In The Star Touched Queen by Roshani Chokshi, we are introduced to Maya, a young woman of Middle Eastern descent, who grows up in her father’s harem until she is of marriageable age. Due to a cursed horoscope that speaks of death, her prospects are slim, and her father uses her as a pawn in a political maneuver. Thinking she will die on her wedding night, Maya is shocked when one of her suitors sweeps her away to the magical Night Bazaar. She agrees to marry Amar, who is the ruler of Akaran, and travels with him to his beautiful but empty kingdom. Endless secrets, hidden doors and a mystical tapestry await Maya as she adjusts to being the new queen.
Fantasy is intertwined with Indian folklore is this unique fairy tale-esque novel that had shades of the Greek myth Hades and Persephone in it. I welcomed the diversity, and the writing is lush and wraps around you like silk. While the lyrical descriptions are appreciated, the metaphors eventually began to overwhelm the writing. I felt as if I were drowning in a deep inky pool as I struggled mightily to wrest myself from the clutches of a cloying adjective heavy narrative (see what I did there?).

[Extracted records]
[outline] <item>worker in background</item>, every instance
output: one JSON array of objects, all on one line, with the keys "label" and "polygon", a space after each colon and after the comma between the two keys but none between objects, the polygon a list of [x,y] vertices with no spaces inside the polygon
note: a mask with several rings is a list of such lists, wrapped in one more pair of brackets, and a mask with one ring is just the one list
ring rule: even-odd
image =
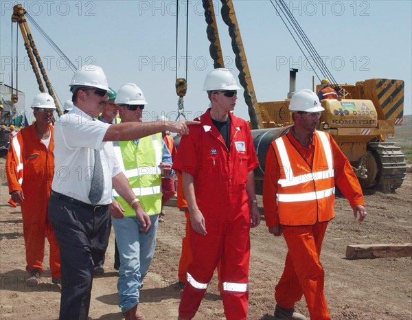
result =
[{"label": "worker in background", "polygon": [[260,215],[253,174],[258,163],[251,130],[231,113],[240,89],[227,69],[207,74],[203,90],[211,106],[200,117],[201,126],[182,137],[174,161],[190,213],[193,257],[179,319],[194,317],[219,261],[227,319],[247,316],[249,231],[259,225]]},{"label": "worker in background", "polygon": [[[117,116],[117,106],[115,103],[116,91],[111,88],[108,89],[110,89],[110,91],[107,91],[107,98],[108,100],[103,107],[103,112],[98,117],[98,119],[105,124],[113,124],[115,123],[116,117]],[[111,205],[111,206],[112,205]],[[100,242],[100,247],[102,248],[102,250],[99,251],[100,253],[94,258],[95,275],[103,275],[104,274],[104,265],[106,250],[107,249],[107,246],[108,245],[109,238],[110,233],[106,235],[105,237],[99,239],[99,241]],[[116,239],[115,238],[115,268],[116,270],[119,270],[117,265],[119,266],[119,262],[117,264],[117,262],[119,262],[119,251],[117,251],[117,245],[116,244]]]},{"label": "worker in background", "polygon": [[[180,172],[176,173],[177,175],[177,207],[180,211],[185,213],[185,217],[186,218],[186,225],[185,229],[185,236],[182,238],[182,249],[181,253],[181,258],[179,262],[178,268],[178,277],[179,282],[177,282],[177,288],[183,289],[186,285],[187,268],[192,263],[192,247],[190,247],[190,213],[187,208],[187,202],[185,198],[183,193],[183,183],[182,174]],[[218,284],[218,288],[220,295],[223,295],[223,288],[222,285],[222,281],[220,278],[220,264],[218,264],[218,278],[219,283]]]},{"label": "worker in background", "polygon": [[65,102],[65,104],[63,105],[63,114],[65,115],[71,109],[73,109],[73,101],[71,99],[68,99]]},{"label": "worker in background", "polygon": [[10,142],[11,142],[11,141],[13,139],[13,137],[17,134],[17,131],[16,131],[16,127],[14,126],[14,124],[10,124],[9,126],[9,129],[10,131]]},{"label": "worker in background", "polygon": [[5,172],[9,193],[21,207],[26,251],[28,286],[40,283],[43,271],[45,235],[50,244],[49,263],[52,282],[60,285],[58,246],[47,218],[47,205],[54,173],[54,128],[51,125],[56,109],[51,95],[38,94],[32,104],[35,124],[21,130],[12,140]]},{"label": "worker in background", "polygon": [[318,92],[318,98],[319,98],[319,101],[322,101],[323,99],[338,98],[336,91],[330,87],[330,84],[328,79],[322,79],[321,81],[321,89]]},{"label": "worker in background", "polygon": [[[135,84],[126,83],[117,91],[116,103],[122,123],[141,123],[147,102]],[[119,306],[126,320],[144,319],[137,311],[140,288],[148,273],[156,247],[159,214],[161,210],[161,176],[169,177],[172,172],[172,156],[161,133],[128,141],[113,143],[115,153],[128,182],[144,212],[148,214],[151,227],[141,230],[141,224],[128,202],[115,190],[111,213],[118,210],[123,218],[112,220],[119,254]],[[112,207],[112,206],[113,207]]]},{"label": "worker in background", "polygon": [[[156,121],[163,121],[167,122],[169,119],[165,117],[164,115],[161,115],[161,117],[157,117],[155,118]],[[176,147],[174,146],[174,140],[173,140],[173,137],[170,135],[169,133],[166,133],[163,131],[161,133],[163,139],[165,141],[165,146],[168,148],[168,150],[172,155],[172,161],[173,161],[173,159],[176,157]],[[176,194],[176,189],[174,187],[174,178],[173,176],[170,177],[161,177],[161,192],[163,196],[161,197],[161,211],[160,212],[160,216],[159,217],[159,222],[164,222],[164,216],[165,213],[163,211],[163,206],[166,204],[166,203],[170,200],[174,194]]]},{"label": "worker in background", "polygon": [[366,216],[363,195],[335,141],[315,130],[324,110],[317,95],[307,89],[296,92],[289,110],[294,125],[269,147],[263,187],[268,231],[283,234],[288,249],[275,288],[275,317],[306,319],[295,312],[295,304],[304,295],[310,319],[330,319],[320,255],[328,223],[334,217],[335,185],[359,222]]},{"label": "worker in background", "polygon": [[98,118],[102,122],[106,124],[115,124],[116,123],[116,117],[117,117],[117,105],[115,103],[115,99],[116,98],[116,91],[113,89],[109,88],[111,91],[107,92],[107,97],[108,101],[107,104],[103,107],[103,111],[102,114]]},{"label": "worker in background", "polygon": [[[97,121],[95,117],[107,104],[109,89],[104,72],[96,65],[78,70],[70,90],[74,106],[60,117],[54,130],[56,174],[49,219],[58,242],[62,265],[59,319],[86,320],[94,275],[93,257],[100,254],[99,240],[110,233],[112,184],[134,210],[141,231],[148,231],[151,225],[122,172],[110,141],[130,141],[165,130],[185,135],[187,125],[197,122],[109,125]],[[111,214],[114,218],[124,216]]]}]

[Written tasks]
#1 Reproduce the book review word for word, from "In The Star" to "the new queen.".
#2 Convert the records from the start to the line with "output: one JSON" into a Markdown table with the columns Row and Line, omitting any blank lines.
The book review and the records are independent of each other.

[Task-by-task outputs]
#1
In The Star Touched Queen by Roshani Chokshi, we are introduced to Maya, a young woman of Middle Eastern descent, who grows up in her father’s harem until she is of marriageable age. Due to a cursed horoscope that speaks of death, her prospects are slim, and her father uses her as a pawn in a political maneuver. Thinking she will die on her wedding night, Maya is shocked when one of her suitors sweeps her away to the magical Night Bazaar. She agrees to marry Amar, who is the ruler of Akaran, and travels with him to his beautiful but empty kingdom. Endless secrets, hidden doors and a mystical tapestry await Maya as she adjusts to being the new queen.

#2
| Row | Line |
|---|---|
| 1 | [outline] <item>worker in background</item>, every instance |
| 2 | output: one JSON array of objects, all on one line, with the keys "label" and "polygon", a space after each colon and after the comma between the two keys but none between objects, the polygon a list of [x,y] vertices with no spaces inside the polygon |